* [Instructions]:
[a] Decide whether each statement agrees with the Gepner models passage, answering yes or no and quoting the deciding words from it: (i) the simplest Gepner models arise for $c_{int}=3$ and correspond to compactifications on special $T^2$; (ii) the $(k=2)^2$ case gives an $SU(3)$ torus; (iii) in type II compactification these tori lead to an enhancement of gauge symmetry.
[b] Identify every line of the records that contains the word "blue", and copy each one.
— Start Quoted passage —
It might also be possible to apply the more general ideas of 
\fuchs\ in this context. It would be interesting 
to analyze such boundary states further, but for the rest of this
paper the boundary states defined by \boundstate\ will be used.


\newsec{$c=3$ Gepner models and $T^2$ compactifications}
The simplest Gepner models arise for $c_{int}=3$ and correspond to
compactifications on special $T^2$. There are only three cases denoted by
$(k=1)^3$,$(k=1,k=4)$ both of which correspond to an $SU(3)$ torus and
$(k=2)^2$ which gives an $SU(2)^2$ torus.\foot{Note that unlike in the
heterotic compactification in the case of type II compactification these
tori do not lead to an enhancement of gauge symmetry.}
In this section we will treat  the $(k=2)^2$
Gepner model  in detail. The $c=3$ Gepner models are somewhat trivial, but
their simplicity makes explicit computations easier and some of the
general aspects of Gepner models are already manifest in these cases.
— End Quoted passage —
— Start Material supplied —
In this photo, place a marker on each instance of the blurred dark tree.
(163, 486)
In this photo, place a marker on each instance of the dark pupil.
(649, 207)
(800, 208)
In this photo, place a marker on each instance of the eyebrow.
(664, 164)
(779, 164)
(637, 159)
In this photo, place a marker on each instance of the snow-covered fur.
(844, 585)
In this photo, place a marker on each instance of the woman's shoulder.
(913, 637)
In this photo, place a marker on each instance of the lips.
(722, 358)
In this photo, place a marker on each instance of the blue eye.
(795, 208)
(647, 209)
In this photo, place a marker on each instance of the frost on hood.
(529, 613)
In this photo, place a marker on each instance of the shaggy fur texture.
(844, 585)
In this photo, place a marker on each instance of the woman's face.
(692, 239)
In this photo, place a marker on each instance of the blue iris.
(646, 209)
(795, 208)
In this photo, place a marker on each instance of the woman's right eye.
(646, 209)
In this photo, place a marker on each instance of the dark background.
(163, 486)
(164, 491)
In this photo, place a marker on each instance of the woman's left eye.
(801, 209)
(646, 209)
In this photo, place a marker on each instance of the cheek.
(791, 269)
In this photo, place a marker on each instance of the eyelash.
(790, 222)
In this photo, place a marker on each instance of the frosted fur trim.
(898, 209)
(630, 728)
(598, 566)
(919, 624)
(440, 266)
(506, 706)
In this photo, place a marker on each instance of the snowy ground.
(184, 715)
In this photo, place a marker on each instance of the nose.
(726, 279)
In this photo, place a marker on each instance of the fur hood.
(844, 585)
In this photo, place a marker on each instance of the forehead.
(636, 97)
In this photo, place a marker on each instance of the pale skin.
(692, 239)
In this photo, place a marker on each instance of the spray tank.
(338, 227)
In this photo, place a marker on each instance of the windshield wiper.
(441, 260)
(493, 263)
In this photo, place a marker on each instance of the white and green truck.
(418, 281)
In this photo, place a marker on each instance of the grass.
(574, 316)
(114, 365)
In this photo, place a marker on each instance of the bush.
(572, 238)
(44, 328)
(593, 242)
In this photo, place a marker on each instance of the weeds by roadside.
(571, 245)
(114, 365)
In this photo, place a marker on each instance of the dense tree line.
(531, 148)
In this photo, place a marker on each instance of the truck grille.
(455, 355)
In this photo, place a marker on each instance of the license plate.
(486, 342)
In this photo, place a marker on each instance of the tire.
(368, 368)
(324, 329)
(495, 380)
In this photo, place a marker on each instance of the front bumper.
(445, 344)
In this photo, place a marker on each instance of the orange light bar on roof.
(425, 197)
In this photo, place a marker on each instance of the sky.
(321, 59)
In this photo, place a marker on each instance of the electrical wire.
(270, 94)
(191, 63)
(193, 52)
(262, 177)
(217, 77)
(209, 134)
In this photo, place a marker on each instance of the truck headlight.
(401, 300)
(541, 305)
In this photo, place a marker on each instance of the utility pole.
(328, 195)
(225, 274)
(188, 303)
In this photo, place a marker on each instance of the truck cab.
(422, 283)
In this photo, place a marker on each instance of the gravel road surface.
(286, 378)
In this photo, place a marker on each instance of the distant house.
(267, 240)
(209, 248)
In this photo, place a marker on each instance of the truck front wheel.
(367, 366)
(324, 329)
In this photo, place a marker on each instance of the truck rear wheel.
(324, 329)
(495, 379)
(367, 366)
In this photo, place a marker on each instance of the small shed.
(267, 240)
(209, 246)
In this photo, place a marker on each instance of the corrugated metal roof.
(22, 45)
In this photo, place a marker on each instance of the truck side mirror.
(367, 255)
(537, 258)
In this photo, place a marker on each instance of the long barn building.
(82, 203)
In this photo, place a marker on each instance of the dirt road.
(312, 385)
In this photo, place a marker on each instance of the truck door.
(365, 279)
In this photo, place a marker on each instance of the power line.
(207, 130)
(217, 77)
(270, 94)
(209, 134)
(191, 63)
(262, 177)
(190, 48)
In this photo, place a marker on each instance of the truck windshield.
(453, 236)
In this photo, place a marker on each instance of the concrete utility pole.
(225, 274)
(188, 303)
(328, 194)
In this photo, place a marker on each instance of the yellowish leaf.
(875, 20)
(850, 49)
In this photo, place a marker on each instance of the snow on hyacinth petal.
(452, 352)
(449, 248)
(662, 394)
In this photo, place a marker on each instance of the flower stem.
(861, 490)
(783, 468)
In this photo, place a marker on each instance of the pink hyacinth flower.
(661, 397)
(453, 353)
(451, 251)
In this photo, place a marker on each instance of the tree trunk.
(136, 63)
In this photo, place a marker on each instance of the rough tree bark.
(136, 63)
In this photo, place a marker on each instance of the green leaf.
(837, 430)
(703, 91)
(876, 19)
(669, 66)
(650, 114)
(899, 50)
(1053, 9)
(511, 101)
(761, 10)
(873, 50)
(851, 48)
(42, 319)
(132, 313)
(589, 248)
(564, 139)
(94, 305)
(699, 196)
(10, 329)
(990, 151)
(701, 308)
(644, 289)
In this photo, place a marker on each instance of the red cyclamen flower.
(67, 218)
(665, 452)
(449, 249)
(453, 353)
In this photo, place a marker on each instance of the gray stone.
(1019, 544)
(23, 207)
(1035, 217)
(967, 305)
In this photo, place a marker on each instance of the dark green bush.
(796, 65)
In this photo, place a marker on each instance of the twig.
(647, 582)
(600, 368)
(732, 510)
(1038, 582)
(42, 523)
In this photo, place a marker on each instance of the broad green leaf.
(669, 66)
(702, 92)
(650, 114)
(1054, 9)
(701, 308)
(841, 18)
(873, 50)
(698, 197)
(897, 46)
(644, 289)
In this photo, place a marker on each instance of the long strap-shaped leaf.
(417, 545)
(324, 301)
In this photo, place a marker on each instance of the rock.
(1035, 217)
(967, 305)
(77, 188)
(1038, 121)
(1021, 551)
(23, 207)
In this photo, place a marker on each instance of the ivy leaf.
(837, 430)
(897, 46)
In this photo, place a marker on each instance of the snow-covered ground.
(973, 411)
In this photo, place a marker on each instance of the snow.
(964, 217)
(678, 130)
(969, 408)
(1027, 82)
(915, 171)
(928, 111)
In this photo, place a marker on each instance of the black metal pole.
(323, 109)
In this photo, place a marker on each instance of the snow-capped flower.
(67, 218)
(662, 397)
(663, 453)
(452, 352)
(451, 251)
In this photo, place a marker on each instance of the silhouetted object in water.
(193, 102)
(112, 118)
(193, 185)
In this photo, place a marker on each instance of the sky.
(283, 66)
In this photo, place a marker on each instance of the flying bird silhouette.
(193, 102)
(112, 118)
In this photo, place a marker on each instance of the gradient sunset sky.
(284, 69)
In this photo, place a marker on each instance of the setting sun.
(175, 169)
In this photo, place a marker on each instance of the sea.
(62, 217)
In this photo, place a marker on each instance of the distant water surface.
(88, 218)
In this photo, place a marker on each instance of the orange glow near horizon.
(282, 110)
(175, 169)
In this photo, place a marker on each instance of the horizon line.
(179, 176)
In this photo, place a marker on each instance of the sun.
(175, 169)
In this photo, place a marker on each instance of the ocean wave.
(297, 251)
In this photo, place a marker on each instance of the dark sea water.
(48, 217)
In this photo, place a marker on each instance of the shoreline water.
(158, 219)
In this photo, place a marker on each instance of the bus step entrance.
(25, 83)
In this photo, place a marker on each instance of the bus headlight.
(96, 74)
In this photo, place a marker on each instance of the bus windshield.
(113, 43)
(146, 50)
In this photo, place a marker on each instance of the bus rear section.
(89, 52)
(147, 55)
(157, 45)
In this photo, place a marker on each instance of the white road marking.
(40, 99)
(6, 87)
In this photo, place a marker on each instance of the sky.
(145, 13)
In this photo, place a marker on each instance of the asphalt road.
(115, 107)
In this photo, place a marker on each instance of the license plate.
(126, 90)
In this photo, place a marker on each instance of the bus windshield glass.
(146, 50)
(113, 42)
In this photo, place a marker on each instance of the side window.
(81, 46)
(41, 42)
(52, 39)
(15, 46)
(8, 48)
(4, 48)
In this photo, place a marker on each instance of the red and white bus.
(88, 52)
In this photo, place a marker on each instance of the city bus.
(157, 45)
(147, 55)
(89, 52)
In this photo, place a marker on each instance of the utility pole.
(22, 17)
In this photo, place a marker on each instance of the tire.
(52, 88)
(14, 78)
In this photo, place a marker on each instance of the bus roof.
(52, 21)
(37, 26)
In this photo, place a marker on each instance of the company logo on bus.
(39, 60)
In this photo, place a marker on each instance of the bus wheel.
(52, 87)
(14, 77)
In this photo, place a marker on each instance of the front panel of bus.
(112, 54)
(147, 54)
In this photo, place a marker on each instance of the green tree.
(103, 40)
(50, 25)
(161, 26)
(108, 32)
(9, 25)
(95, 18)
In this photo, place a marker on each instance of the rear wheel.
— End Material supplied —
* [Results by task]:
[a]
(i) Yes: "The simplest Gepner models arise for $c_{int}=3$ and correspond to compactifications on special $T^2$."
(ii) No: "$(k=2)^2$ which gives an $SU(2)^2$ torus."
(iii) No: "in the case of type II compactification these tori do not lead to an enhancement of gauge symmetry."

[b]
In this photo, place a marker on each instance of the blue eye.
In this photo, place a marker on each instance of the blue iris.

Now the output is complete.